◆ SUPPLIED DATA ◆
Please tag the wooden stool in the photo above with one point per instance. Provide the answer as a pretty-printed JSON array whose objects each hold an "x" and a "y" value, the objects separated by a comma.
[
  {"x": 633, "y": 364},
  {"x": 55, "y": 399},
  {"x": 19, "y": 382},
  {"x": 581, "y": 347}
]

◆ WHAT IS BEING ASKED ◆
Can you copy out every one of the records above word for word, leaving nothing out?

◆ WRITTEN SOLUTION ◆
Please tag the wooden stool in the photo above with one point per instance. Provide the answer as a pretty-printed JSON array whose objects each hold an "x" and a "y" value, the objects separated by a comma.
[
  {"x": 633, "y": 364},
  {"x": 55, "y": 399},
  {"x": 19, "y": 382},
  {"x": 581, "y": 347}
]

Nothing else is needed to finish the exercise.